• **REQUIRED WORK**: When the string "with" appears in a line of the records, show the whole line.

___ RECORDS SHOWN ___

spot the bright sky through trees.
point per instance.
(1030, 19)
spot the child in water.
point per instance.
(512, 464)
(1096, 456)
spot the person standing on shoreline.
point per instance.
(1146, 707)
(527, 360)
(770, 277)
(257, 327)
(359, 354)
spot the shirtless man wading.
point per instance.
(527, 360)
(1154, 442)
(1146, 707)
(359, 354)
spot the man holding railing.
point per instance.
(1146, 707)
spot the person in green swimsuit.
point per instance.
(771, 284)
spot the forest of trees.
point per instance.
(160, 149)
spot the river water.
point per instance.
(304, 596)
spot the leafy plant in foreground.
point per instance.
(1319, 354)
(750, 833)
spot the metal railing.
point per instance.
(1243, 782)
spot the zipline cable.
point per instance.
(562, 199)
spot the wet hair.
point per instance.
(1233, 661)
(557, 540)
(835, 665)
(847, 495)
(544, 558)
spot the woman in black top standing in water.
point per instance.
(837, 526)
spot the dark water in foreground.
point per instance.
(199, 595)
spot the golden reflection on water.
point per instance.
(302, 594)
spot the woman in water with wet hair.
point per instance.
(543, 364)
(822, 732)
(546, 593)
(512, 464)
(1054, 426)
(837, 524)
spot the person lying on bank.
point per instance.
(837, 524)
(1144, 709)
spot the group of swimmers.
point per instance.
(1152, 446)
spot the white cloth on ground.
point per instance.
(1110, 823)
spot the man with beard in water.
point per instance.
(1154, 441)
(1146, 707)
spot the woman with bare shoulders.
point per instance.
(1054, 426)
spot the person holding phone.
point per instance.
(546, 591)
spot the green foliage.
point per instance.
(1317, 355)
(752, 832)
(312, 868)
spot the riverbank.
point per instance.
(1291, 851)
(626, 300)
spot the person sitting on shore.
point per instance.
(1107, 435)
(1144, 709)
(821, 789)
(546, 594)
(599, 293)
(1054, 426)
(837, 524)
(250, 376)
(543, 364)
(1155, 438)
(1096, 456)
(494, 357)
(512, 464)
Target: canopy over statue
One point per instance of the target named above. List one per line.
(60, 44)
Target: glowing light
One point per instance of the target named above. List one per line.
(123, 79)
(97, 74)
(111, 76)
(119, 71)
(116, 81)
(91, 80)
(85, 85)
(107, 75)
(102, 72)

___

• **RESPONSE AREA**:
spot the woman in water with wet hair.
spot the man with beard in water.
spot the woman with bare shoulders.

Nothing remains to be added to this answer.